§ **About this exercise**:
Where the string "barrier" occurs in a line of the entries below, copy that line.

§ **Data excerpts**:
────

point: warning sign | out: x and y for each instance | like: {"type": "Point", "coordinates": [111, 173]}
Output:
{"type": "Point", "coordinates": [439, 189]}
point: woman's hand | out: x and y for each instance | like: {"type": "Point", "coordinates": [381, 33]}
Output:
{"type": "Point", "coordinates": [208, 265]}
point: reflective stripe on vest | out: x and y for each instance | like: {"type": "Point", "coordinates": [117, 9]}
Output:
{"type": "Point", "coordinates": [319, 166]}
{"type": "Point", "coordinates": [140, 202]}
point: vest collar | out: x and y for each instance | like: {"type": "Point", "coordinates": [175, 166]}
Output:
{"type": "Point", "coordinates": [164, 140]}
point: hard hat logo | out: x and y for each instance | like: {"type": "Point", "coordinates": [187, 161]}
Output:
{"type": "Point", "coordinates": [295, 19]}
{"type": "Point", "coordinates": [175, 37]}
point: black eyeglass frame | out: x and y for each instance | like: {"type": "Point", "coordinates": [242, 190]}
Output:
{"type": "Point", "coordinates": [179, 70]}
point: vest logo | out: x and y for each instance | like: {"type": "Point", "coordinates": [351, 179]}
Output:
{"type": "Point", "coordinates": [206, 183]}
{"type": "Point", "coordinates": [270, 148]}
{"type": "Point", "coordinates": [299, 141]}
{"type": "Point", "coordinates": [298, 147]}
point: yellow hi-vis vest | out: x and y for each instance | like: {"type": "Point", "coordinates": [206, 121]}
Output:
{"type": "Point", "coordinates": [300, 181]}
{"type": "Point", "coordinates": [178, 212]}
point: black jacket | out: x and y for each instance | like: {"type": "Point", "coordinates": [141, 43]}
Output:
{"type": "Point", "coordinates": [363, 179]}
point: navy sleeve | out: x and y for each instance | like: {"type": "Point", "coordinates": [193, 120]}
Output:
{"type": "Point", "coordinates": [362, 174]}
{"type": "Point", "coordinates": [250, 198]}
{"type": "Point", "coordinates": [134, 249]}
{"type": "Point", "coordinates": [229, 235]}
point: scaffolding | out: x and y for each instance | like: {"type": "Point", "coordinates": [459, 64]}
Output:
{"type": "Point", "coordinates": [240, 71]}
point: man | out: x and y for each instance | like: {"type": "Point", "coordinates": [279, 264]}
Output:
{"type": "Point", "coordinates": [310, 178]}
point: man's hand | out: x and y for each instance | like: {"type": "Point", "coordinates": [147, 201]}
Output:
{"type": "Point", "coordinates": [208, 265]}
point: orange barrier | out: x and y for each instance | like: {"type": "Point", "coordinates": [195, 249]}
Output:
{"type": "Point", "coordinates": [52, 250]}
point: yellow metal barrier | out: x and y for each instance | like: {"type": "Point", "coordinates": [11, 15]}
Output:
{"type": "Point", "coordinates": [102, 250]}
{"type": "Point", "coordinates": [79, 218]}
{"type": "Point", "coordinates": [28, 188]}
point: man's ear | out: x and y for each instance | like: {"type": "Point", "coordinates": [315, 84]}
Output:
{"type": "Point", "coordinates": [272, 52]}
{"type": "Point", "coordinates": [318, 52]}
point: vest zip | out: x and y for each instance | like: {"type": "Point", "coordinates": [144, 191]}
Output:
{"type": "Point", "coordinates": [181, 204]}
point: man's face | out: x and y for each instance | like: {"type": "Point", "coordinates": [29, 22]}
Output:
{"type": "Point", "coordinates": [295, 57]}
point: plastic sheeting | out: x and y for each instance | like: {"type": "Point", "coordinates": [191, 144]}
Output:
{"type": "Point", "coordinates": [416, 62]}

────

§ **Solved problem**:
point: orange barrier | out: x and y for each instance | like: {"type": "Point", "coordinates": [195, 249]}
point: yellow metal barrier | out: x and y for each instance | like: {"type": "Point", "coordinates": [11, 15]}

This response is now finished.